▶ [Source records]:
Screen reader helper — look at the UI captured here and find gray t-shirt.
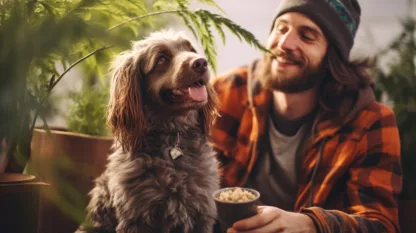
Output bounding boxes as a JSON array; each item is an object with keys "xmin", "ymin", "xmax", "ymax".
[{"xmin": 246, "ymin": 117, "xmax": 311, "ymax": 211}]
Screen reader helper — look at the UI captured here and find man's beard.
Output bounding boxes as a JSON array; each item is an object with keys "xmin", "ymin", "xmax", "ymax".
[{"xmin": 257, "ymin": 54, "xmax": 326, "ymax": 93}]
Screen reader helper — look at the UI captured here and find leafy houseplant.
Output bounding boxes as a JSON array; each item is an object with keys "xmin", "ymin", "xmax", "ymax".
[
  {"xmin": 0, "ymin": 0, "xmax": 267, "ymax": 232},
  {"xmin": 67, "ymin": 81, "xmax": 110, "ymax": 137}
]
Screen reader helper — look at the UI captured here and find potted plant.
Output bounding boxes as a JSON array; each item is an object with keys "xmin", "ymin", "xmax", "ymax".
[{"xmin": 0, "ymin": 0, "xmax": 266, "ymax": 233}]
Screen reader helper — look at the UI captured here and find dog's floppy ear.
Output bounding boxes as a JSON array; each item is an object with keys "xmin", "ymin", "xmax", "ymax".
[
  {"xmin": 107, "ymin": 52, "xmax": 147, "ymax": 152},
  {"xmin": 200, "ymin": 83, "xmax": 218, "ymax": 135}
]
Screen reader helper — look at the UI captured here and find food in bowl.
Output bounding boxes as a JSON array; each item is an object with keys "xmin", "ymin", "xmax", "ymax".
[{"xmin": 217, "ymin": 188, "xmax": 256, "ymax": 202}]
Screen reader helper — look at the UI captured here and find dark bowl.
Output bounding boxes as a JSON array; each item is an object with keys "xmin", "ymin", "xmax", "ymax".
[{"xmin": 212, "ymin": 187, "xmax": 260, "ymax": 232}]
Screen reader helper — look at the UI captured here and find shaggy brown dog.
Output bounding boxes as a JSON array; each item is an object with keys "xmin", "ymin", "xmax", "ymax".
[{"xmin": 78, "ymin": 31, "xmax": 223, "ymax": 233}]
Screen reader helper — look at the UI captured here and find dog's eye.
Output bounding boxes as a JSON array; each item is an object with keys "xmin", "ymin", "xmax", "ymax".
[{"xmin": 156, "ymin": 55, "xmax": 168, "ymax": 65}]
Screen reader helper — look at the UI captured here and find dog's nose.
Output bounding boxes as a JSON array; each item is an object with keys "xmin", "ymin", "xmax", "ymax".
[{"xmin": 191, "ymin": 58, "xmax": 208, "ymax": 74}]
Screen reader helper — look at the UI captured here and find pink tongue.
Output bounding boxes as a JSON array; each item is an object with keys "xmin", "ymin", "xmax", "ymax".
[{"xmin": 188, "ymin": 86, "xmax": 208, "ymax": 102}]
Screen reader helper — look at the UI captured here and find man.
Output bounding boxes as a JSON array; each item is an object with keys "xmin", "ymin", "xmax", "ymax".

▶ [Aim]: Please count the lines in the items above that contain the string "bowl", treating uppercase and lowercase as different. Reply with the number only.

▶ [Answer to this task]: 2